#### [DATASET RECORDS]
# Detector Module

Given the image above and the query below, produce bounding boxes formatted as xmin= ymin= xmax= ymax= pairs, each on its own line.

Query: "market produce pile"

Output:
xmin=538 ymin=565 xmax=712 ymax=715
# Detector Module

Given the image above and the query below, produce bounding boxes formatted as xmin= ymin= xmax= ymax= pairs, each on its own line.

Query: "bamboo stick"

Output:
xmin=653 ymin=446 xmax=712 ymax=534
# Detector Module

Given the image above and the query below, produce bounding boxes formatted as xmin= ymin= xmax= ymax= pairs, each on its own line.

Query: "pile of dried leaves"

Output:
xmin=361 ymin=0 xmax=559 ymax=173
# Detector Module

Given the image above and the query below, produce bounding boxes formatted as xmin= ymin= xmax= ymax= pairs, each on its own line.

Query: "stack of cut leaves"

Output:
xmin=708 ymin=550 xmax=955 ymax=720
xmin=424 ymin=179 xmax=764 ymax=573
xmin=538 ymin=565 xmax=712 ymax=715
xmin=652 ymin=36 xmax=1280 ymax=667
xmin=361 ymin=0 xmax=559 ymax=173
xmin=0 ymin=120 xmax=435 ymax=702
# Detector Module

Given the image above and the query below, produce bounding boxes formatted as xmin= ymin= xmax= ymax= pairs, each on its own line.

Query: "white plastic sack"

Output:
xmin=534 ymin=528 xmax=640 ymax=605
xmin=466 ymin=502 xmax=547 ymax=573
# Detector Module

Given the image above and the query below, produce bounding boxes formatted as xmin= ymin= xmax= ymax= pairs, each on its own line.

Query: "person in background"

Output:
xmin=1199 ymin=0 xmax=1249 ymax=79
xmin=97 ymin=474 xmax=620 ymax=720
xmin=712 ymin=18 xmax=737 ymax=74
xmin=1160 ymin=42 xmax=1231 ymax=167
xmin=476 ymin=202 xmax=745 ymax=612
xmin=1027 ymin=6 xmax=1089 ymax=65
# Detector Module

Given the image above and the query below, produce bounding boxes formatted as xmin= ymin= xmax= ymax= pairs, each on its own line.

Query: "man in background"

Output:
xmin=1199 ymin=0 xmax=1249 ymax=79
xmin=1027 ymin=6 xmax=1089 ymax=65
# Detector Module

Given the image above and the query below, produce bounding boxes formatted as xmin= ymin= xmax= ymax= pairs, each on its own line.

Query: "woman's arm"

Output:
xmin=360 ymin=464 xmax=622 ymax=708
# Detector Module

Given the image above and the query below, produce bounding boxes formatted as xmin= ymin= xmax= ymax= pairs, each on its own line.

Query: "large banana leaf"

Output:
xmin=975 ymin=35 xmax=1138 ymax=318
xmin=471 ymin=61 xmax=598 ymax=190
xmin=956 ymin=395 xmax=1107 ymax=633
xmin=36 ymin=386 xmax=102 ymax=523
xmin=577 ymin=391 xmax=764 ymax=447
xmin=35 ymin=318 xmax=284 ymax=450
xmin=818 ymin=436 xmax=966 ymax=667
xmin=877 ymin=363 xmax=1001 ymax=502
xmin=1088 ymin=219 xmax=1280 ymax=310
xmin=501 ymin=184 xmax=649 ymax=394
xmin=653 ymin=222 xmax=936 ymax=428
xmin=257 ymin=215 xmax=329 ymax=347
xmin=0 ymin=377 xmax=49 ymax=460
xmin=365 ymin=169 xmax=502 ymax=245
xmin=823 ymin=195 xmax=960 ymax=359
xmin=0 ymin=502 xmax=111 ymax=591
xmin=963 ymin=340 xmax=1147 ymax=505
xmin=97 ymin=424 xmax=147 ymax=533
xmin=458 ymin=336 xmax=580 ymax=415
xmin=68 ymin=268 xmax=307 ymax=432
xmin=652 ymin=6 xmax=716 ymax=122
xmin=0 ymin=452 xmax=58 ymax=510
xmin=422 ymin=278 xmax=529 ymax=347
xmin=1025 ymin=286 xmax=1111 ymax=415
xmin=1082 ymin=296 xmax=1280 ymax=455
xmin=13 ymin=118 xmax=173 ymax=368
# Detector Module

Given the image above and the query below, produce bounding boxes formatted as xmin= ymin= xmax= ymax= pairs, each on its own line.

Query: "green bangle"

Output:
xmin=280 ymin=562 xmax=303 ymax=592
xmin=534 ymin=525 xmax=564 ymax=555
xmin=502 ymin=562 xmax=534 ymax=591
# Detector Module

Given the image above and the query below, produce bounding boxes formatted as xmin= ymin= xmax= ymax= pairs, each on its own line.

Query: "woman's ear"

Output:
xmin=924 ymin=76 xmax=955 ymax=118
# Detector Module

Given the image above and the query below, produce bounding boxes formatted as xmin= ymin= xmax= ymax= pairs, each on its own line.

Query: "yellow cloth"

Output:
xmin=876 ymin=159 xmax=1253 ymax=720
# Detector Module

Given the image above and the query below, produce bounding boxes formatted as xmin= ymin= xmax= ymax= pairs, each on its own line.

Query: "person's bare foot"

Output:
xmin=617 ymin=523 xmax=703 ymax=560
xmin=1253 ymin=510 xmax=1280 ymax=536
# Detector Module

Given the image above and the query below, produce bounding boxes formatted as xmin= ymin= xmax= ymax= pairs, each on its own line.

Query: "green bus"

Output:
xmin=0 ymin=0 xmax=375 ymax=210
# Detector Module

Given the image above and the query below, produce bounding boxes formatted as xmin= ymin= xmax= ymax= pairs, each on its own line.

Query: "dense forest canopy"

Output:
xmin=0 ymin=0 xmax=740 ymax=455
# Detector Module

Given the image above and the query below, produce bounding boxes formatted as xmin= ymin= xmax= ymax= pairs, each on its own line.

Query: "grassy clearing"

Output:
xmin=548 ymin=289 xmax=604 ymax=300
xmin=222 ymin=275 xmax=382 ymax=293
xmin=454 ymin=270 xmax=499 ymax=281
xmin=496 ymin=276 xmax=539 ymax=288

#### [TO BE DONE]
How many lines in the items above contain the word "pile"? Case counts; reply with the number only.

#### [THE REPLY]
2